• BRANO CITATO

Un breve commento sulla vicenda della pubblicità Nespresso sottoposta al Gran Giurì della pubblicità in dicembre 2009.
Nel bene o nel male, la chiusura dei conti di questo primo decennio del XXI secolo ci ha costretti ad imparare termini e concetti che sinora ci erano stati risparmiati. Abbiamo appreso l’esistenza – ad esempio – di “ripresa economica senza nuovi posti di lavoro”; oppure di “economia zombie“ finanziata da “banche zombie”, senza tacere della “cleptocrazia”, un neologismo di moda negli Usa che, per capacità di sorprendere, è secondo solo alla “pornocrazia papale” che resse le sorti di Roma un migliaio d’anni fa o giù di lì.
Gli addetti ai lavori del caffè, per distrarsi da tanto bailamme, potevano rivolgere per una volta le proprie attenzioni al Gran Giurì della pubblicità. In particolare al ricorso di Lavazza presentato in dicembre per fare cessare lo spot televisivo di Nespresso ambientato in paradiso. Un ricorso il cui esito, nel nostro piccolo mondo, ha tenuto un po’ tutti con il fiato sospeso.
Da un lato spiaceva pensare che quegli spot Nespresso (che emanano qualità come un buon caffè emana composti aromatici) potessero venire oscurati. Il regista è Robert Rodriguez, uno che al suo esordio (e con 7000 dollari: il budget che Hollywood normalmente destina, per dire, all’autista della star di turno) aveva prodotto “El Mariachi” un film esilarante, creativo e di successo. Poi George Clooney e John Malkovich illuminano d’immenso un set ineccepibile – completato, nel ruolo della commessa della boutique, da Helen Lindes (non una bellezza chiunque: Miss Spagna 2000). Insomma una dimostrazione a tutto tondo che arte, intrattenimento e commercio a volte sono uni e trini.
Per le tre versioni dello spot (a chi non le ha viste consiglio di vederle su YouTube) Rodriguez ha utilizzato l’escamotage dei finali alternativi. Nel primo finale Clooney dà all’ammiccante San Pietro/Malkovich la propria macchinetta tosto riguadagnando la terra (dove immediatamente rientra nella boutique Nespresso); in una seconda versione Clooney si trova ad annoiarsi in paradiso per via del suo caparbio attaccamento verso la macchinetta. E infine nella terza e forse più esilarante versione Clooney conquista la terra solo dopo un intenso mercanteggiare a base di tentativi di corruzione del santo Pietro incentrati su un’automobile (“Ho una Porsche… è nera”) e sulla famosa Oleandra, la villa che Clooney possiede sulle sponde del Lago di Como. Ovviamente, comunque sia, è la macchinetta Nespresso il metodo di corruzione più efficace, nel paradiso Nespresso.

• COMPITI ED ESERCIZI
**a)** Chi è il regista degli spot Nespresso secondo il brano citato?
**b)** Elenca tutti gli interpreti degli spot Nespresso nominati nel brano citato.
L'elenco che segue il brano proviene da un'altra fonte.

Elementi archiviati:
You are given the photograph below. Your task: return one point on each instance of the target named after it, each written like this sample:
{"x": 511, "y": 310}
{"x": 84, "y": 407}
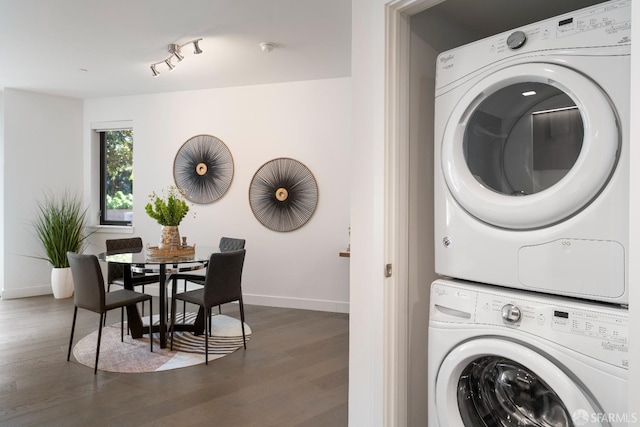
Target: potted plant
{"x": 168, "y": 210}
{"x": 60, "y": 227}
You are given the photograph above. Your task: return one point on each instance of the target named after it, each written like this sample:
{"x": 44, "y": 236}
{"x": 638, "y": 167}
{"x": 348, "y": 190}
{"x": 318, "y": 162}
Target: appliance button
{"x": 511, "y": 313}
{"x": 516, "y": 40}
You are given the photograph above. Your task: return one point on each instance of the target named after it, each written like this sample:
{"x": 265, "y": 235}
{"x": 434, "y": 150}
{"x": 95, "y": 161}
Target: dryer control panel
{"x": 595, "y": 330}
{"x": 602, "y": 27}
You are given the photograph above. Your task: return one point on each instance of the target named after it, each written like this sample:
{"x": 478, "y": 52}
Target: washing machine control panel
{"x": 595, "y": 330}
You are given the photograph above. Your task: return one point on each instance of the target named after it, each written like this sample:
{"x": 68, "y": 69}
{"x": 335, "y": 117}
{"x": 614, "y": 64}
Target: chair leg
{"x": 173, "y": 312}
{"x": 206, "y": 337}
{"x": 184, "y": 305}
{"x": 142, "y": 311}
{"x": 95, "y": 369}
{"x": 122, "y": 324}
{"x": 73, "y": 327}
{"x": 244, "y": 338}
{"x": 151, "y": 324}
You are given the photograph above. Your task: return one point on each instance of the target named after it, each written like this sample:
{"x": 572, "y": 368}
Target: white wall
{"x": 421, "y": 239}
{"x": 42, "y": 152}
{"x": 309, "y": 121}
{"x": 366, "y": 320}
{"x": 1, "y": 190}
{"x": 634, "y": 228}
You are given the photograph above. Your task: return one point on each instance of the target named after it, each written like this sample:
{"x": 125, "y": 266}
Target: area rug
{"x": 134, "y": 355}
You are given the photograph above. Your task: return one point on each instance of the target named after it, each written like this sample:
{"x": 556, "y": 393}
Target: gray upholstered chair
{"x": 222, "y": 284}
{"x": 115, "y": 272}
{"x": 226, "y": 244}
{"x": 89, "y": 294}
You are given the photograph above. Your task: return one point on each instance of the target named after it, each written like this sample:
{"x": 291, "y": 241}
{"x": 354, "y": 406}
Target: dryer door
{"x": 494, "y": 382}
{"x": 530, "y": 145}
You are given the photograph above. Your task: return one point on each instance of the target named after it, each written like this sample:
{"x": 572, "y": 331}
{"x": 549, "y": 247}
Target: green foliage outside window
{"x": 120, "y": 201}
{"x": 119, "y": 170}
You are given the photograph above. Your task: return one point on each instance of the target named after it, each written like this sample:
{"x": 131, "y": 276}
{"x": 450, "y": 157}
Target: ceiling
{"x": 99, "y": 48}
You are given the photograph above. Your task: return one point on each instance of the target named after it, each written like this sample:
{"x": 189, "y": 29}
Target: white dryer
{"x": 532, "y": 156}
{"x": 500, "y": 357}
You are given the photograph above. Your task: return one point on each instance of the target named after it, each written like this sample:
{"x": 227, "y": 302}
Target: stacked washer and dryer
{"x": 529, "y": 324}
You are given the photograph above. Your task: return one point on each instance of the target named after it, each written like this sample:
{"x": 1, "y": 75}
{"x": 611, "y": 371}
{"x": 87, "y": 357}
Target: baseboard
{"x": 299, "y": 303}
{"x": 34, "y": 291}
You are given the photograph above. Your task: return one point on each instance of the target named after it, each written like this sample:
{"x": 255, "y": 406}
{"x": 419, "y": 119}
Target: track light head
{"x": 196, "y": 48}
{"x": 175, "y": 50}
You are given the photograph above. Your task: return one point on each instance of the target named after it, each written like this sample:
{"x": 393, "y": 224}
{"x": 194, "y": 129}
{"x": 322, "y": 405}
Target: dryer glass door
{"x": 530, "y": 145}
{"x": 494, "y": 382}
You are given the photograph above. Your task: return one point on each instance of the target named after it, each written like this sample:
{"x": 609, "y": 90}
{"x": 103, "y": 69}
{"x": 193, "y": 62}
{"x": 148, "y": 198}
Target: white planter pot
{"x": 62, "y": 282}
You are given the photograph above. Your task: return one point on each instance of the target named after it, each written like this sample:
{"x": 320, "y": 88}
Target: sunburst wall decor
{"x": 283, "y": 194}
{"x": 203, "y": 167}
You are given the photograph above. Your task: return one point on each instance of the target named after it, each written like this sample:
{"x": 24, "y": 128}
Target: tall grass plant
{"x": 60, "y": 227}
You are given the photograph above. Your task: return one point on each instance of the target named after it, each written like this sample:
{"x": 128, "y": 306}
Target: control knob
{"x": 511, "y": 313}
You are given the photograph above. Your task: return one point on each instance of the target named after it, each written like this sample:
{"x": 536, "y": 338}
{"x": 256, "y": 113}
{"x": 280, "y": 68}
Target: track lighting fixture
{"x": 175, "y": 50}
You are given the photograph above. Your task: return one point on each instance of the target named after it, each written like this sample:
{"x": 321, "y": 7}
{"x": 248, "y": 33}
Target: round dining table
{"x": 138, "y": 261}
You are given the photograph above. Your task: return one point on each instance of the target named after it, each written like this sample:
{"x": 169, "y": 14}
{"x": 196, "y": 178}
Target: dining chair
{"x": 222, "y": 284}
{"x": 115, "y": 272}
{"x": 226, "y": 244}
{"x": 89, "y": 294}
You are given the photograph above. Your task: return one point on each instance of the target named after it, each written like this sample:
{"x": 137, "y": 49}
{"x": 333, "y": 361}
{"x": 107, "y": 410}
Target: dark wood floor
{"x": 294, "y": 372}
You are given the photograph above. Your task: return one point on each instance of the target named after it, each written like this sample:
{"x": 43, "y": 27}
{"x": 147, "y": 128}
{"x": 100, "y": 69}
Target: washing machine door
{"x": 530, "y": 145}
{"x": 491, "y": 382}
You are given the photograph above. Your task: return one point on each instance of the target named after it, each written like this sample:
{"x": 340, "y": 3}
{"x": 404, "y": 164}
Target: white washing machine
{"x": 532, "y": 156}
{"x": 500, "y": 357}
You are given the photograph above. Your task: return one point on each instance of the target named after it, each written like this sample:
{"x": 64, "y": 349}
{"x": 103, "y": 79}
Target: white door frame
{"x": 396, "y": 322}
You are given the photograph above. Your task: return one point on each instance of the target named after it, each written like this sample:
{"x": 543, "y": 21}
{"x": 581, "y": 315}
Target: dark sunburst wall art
{"x": 203, "y": 168}
{"x": 283, "y": 194}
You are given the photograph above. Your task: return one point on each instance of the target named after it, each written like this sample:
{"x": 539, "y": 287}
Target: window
{"x": 116, "y": 177}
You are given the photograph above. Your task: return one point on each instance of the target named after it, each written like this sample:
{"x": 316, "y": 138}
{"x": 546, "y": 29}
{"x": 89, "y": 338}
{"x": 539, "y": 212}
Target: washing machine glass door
{"x": 493, "y": 382}
{"x": 530, "y": 145}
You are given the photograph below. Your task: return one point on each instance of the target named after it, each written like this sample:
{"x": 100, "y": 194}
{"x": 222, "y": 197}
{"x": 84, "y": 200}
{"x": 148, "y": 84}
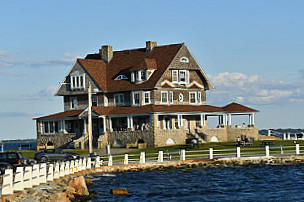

• ELENCO DELLE SOLUZIONI
**a)** Il regista è Robert Rodriguez.

**b)** George Clooney, John Malkovich (San Pietro) e Helen Lindes (la commessa della boutique).